Il fait valoir le bienfait pour la Chrétienté d’avoir rendu la navigation plus sûre dans le Détroit, où depuis quelque temps une piraterie, pas seulement musulmane, s’était développée. Mais il est embarrassé par sa conquête qui ne rapporte guère et dont la défense coûte cher. Malgré des efforts considérables du sultan de Fès, l’afflux de volontaires de la foi et l’aide de Grenade, qui espérait garder la ville, elle n’a pu être reprise en 1419. La décomposition continue dans le nord du Maroc et le Gharb ravagés par des rebelles pendant une vingtaine d’années à partir de 1411.

Les Banī Wattās installés dans la région du Rif, autour de la place forte de Tazūta, à l’est du Rif, à la mort d’Abū Hassūn se sont saisis de Bādis, de Salé et contrôlent l’axe Salé-Fès. Abū Sa‘īd ‘Uthmān III est assassiné en 1420 par son vizir et toute sa descendance massacrée sauf un enfant d’un an, ‘Abd al-Haq. Tlemcen en profite pour installer à Fès un descendant d’Abū Inān. Mais le maître de Salé, Abū Zakariyā Yahyā ben Zayyān al-Wattāssi surnommé Lazraq réagit, fait proclamer ‘Abd al-Haq sultan et s’instaure son protecteur. Le Hafside de Tunis s’empare de Tlemcen en 1425 et menace Fès. Abū Zakariyā lui offre une forte somme et peut-être lui fait hommage pour écarter le danger.

--------------------------------

◆ Travail demandé:
• a. Recopiez mot pour mot le passage du texte sur le Maroc au XVe siècle allant de « Les Banī Wattās » jusqu'à « écarter le danger. » inclus.
• b. Rédigez la suite du texte sur le Maroc au XVe siècle, en reprenant immédiatement après sa dernière phrase.
Les enregistrements ne sont d'aucune utilité pour ce travail.

--------------------------------

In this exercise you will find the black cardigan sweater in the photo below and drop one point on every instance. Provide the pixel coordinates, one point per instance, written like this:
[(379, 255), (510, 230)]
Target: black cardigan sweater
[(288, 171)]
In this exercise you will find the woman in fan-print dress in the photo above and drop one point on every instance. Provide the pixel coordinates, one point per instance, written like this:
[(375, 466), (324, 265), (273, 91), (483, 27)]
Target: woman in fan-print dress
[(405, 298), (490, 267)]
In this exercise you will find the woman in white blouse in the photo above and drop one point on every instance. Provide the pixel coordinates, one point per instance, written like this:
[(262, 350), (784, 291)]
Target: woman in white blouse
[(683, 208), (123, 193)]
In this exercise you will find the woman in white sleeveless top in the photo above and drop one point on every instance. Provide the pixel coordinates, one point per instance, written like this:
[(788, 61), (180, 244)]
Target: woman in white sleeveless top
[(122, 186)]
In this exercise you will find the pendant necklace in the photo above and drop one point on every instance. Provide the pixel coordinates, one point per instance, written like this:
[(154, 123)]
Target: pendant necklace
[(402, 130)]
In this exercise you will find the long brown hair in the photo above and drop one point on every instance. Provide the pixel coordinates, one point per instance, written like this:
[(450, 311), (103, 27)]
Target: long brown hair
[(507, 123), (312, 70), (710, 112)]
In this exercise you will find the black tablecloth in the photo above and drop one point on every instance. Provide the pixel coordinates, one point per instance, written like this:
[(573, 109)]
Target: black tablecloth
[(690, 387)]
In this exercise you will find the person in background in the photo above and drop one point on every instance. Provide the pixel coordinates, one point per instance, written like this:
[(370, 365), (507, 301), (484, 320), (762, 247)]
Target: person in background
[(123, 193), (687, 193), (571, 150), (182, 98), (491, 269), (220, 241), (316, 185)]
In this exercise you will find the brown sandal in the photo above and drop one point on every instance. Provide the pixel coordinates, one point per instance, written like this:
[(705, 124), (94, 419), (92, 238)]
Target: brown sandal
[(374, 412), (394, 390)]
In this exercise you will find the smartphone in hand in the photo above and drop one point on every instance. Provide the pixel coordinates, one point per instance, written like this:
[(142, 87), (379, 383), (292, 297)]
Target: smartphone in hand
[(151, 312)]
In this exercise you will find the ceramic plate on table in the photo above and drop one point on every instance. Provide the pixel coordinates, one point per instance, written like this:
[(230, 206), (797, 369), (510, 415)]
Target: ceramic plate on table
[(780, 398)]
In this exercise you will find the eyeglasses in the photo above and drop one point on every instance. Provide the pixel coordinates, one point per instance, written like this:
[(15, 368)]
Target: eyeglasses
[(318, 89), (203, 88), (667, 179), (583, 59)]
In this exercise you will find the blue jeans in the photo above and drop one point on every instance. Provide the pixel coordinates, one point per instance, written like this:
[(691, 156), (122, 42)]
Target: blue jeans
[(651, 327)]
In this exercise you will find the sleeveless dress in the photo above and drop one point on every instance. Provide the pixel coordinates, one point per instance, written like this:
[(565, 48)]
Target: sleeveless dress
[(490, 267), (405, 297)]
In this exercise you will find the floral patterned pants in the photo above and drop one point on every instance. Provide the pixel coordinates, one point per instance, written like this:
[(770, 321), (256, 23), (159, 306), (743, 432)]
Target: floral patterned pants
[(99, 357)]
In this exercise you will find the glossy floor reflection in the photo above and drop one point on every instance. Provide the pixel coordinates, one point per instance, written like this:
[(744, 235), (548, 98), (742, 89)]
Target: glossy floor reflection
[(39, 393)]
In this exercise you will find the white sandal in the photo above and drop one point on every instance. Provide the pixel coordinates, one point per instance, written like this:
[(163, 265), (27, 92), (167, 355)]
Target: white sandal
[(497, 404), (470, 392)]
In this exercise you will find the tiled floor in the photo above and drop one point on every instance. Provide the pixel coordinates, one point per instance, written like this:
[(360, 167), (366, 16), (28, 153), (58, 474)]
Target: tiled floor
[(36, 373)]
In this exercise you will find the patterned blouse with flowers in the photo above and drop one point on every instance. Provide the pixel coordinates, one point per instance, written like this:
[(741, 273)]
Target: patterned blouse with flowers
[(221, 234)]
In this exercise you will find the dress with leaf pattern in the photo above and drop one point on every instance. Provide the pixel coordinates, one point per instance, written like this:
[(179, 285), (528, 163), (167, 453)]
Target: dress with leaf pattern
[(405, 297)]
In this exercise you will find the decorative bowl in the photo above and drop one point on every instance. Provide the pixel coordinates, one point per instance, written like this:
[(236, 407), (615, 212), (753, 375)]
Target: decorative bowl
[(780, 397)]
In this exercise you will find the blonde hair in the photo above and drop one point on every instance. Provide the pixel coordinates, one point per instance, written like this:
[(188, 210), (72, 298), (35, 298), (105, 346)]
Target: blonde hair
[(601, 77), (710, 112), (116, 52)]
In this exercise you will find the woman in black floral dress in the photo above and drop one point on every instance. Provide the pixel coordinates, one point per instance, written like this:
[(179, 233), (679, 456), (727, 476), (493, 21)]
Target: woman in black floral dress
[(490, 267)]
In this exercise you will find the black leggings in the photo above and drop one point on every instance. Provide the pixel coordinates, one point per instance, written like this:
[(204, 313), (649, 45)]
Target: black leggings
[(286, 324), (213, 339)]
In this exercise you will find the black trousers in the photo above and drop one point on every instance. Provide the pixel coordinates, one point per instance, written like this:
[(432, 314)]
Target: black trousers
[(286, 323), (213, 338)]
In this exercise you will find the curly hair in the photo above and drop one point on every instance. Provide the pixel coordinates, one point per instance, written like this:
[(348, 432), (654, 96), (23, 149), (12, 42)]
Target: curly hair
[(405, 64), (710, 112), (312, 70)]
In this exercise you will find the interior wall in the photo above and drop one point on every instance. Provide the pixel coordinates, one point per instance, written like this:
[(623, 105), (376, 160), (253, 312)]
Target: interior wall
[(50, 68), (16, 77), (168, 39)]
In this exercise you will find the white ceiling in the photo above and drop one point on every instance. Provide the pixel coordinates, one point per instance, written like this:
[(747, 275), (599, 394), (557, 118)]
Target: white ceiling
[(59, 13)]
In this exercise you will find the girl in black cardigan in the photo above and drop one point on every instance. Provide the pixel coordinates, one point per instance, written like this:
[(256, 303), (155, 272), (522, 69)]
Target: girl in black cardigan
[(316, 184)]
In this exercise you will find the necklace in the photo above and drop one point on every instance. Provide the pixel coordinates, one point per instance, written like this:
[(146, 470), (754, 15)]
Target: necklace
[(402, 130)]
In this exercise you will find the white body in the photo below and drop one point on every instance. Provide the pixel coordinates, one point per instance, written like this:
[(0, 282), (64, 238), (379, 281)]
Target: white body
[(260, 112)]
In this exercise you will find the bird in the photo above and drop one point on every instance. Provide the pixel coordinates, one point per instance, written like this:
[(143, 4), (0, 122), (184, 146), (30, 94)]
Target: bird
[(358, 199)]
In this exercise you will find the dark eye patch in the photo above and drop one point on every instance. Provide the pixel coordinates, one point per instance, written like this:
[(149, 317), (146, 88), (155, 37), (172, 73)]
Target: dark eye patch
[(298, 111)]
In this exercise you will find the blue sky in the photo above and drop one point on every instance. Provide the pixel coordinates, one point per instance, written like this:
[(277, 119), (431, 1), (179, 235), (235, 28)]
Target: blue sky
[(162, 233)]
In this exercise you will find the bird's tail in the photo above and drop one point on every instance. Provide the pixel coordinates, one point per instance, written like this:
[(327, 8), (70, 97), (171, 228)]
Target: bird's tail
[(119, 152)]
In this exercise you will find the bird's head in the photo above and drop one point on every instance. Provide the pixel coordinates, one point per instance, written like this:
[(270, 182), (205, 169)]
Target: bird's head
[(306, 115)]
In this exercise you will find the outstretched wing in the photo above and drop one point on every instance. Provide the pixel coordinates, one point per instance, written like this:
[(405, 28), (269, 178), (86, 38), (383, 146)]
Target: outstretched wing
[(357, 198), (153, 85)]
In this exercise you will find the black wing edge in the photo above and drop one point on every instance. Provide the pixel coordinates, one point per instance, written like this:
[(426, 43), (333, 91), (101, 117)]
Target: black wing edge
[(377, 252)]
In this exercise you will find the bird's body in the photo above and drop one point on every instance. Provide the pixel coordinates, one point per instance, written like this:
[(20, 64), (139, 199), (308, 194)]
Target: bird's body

--------------------------------

◆ Réponses attendues:
• a.
Les Banī Wattās installés dans la région du Rif, autour de la place forte de Tazūta, à l’est du Rif, à la mort d’Abū Hassūn se sont saisis de Bādis, de Salé et contrôlent l’axe Salé-Fès. Abū Sa‘īd ‘Uthmān III est assassiné en 1420 par son vizir et toute sa descendance massacrée sauf un enfant d’un an, ‘Abd al-Haq. Tlemcen en profite pour installer à Fès un descendant d’Abū Inān. Mais le maître de Salé, Abū Zakariyā Yahyā ben Zayyān al-Wattāssi surnommé Lazraq réagit, fait proclamer ‘Abd al-Haq sultan et s’instaure son protecteur. Le Hafside de Tunis s’empare de Tlemcen en 1425 et menace Fès. Abū Zakariyā lui offre une forte somme et peut-être lui fait hommage pour écarter le danger.

• b.
D. Duarte, qui a succédé à son père en 1433, veut en accord avec ses frères et en particulier D. Henrique, dit le Navigateur, s’emparer de Tanger pour consolider la possession de Sebta. Il décide en juillet 1437 cette opération placée sous le signe de la croisade. Mais le siège est mal conduit et les Portugais sont encerclés par l’armée de Fès venue au secours de la ville. Pour éviter un désastre, ils sont obligés de capituler en octobre. Pour se rembarquer le roi D. Duarte doit signer un traité par lequel il s’engage à rendre Sebta et laisse, en gage de son exécution, son jeune frère, D. Fernando, en otage. Mais sous différentes pressions, dont celle de D. Henrique qui avait poussé à l’entreprise, et malgré son affection pour son frère, D. Pedro qui exerce la régence après la mort de D. Duarte (de chagrin, dit-on) se refuse à restituer Sebta, tout en essayant d’obtenir la libération du prince. D. Fernando meurt à Fès, en 1443 et prend la figure d’un martyr : O Infanto Santo. Le mérite de la victoire est attribué à Abū Zakariyā, le tuteur de ‘Abd al-Haq, qui en tire bénéfice pour renforcer son pouvoir. Il est le vrai maître à Fès.

Peu après la victoire de 1437 sur le Portugal, on découvre à Fès, en présence d’Abū Zakariyā dans la mosquée des Chorfas, la tombe d’Idris ben Idris, que certaines sources anciennes situent pourtant ailleurs auprès de son père. Cet événement scelle l’alliance d’une branche des Chorfas idrissides et des Banī Wattās, et accroît pour un temps le pouvoir de ces derniers. Abū Zakariyā doit faire face à la poussée des Chaouia qui menace Fès. Cette confédération résulte d’un amalgame d’éléments arabes et de pasteurs berbères. Le vizir meurt en les combattant en 1448. Son neveu, ‘Ali, lui succède. La lutte contre ces ennemis intérieurs et contre les Portugais épuise le trésor, d’autant plus que le territoire contrôlé par le sultan de Fès est réduit.

Le Portugal reste dans l’univers mental de la croisade, mais ne néglige pas la recherche du profit.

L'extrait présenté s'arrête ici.